*Extracted entries*
※ ※ ※

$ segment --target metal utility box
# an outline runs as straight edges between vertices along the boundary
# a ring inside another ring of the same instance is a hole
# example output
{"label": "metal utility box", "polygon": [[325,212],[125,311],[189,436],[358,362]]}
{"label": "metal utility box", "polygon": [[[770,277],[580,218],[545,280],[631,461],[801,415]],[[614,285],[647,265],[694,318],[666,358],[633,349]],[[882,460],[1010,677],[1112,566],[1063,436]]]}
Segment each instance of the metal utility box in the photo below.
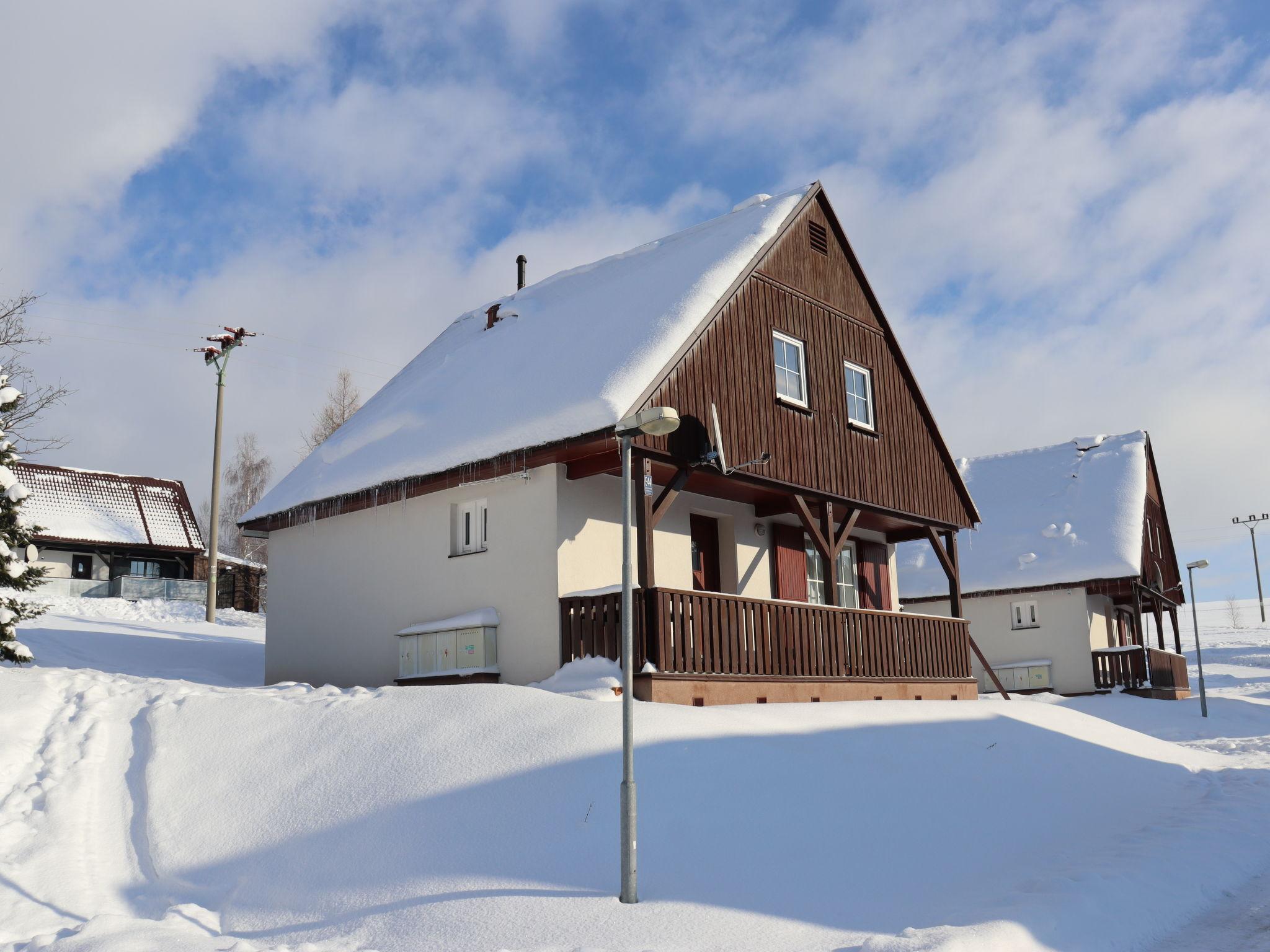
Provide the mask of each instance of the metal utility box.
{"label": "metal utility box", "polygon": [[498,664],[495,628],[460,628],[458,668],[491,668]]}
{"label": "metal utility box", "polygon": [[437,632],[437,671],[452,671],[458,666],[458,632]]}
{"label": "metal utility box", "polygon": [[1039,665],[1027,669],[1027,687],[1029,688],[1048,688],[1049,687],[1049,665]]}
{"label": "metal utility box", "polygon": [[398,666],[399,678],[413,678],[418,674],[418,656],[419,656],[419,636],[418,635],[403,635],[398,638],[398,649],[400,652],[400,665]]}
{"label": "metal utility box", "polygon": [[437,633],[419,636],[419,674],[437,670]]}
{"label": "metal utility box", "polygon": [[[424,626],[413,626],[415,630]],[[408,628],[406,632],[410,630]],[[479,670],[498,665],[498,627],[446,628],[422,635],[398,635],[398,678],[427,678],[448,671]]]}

※ ※ ※

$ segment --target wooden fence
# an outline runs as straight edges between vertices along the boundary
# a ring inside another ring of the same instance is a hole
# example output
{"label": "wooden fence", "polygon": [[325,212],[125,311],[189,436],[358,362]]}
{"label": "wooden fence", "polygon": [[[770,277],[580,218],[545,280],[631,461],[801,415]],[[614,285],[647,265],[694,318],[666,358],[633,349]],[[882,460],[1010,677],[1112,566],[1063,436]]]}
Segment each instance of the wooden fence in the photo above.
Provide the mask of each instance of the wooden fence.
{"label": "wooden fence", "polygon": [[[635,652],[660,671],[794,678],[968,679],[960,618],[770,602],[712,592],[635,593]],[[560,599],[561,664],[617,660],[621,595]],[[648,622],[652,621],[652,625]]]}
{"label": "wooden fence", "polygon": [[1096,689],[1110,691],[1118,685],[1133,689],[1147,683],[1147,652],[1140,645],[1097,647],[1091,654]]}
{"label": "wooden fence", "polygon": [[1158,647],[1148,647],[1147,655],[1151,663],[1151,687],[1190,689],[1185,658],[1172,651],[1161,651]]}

※ ※ ※

*Brief*
Retype word for word the lines from the one containing "--target metal utility box" through the one containing "Provide the mask of each instance of the metal". Leave out any pictures.

*Result of the task*
$ segment --target metal utility box
# an outline runs as straight edges between vertices along the boundary
# a ring inside another ring of the same instance is a hole
# example output
{"label": "metal utility box", "polygon": [[325,212],[125,311],[189,436],[358,362]]}
{"label": "metal utility box", "polygon": [[[770,277],[580,218],[545,280],[631,461],[801,415]],[[614,285],[647,265],[694,318],[666,358],[633,349]],[[882,460],[1010,677],[1112,566],[1063,436]]]}
Segment each instance of the metal utility box in the photo below.
Provide the mask of each instance of the metal utility box.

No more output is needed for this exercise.